→ **STATED GOAL**
Please recast the records below as a numbered list, leaving out any blank lines. Omit the pictures from your answer.

-- start SOURCE MATERIAL --

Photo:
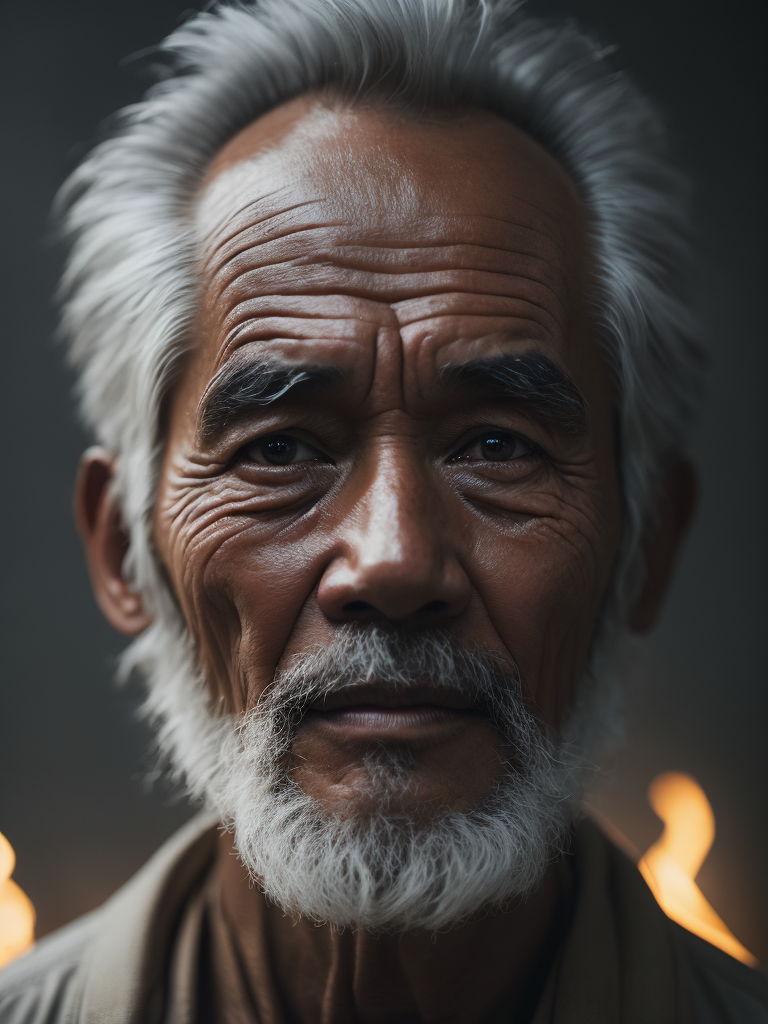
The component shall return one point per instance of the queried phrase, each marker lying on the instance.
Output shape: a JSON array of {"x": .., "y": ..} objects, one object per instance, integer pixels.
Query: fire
[
  {"x": 16, "y": 911},
  {"x": 675, "y": 859}
]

-- end SOURCE MATERIAL --

→ **COMPLETE RESPONSE**
1. Photo:
2. The component shall return one point per instance of the queried phrase, each marker lying on the instance.
3. Output shape: a JSON array of {"x": .., "y": ..} objects, one object per instance, integer pixels.
4. Query: fire
5. [
6.   {"x": 16, "y": 911},
7.   {"x": 675, "y": 859}
8. ]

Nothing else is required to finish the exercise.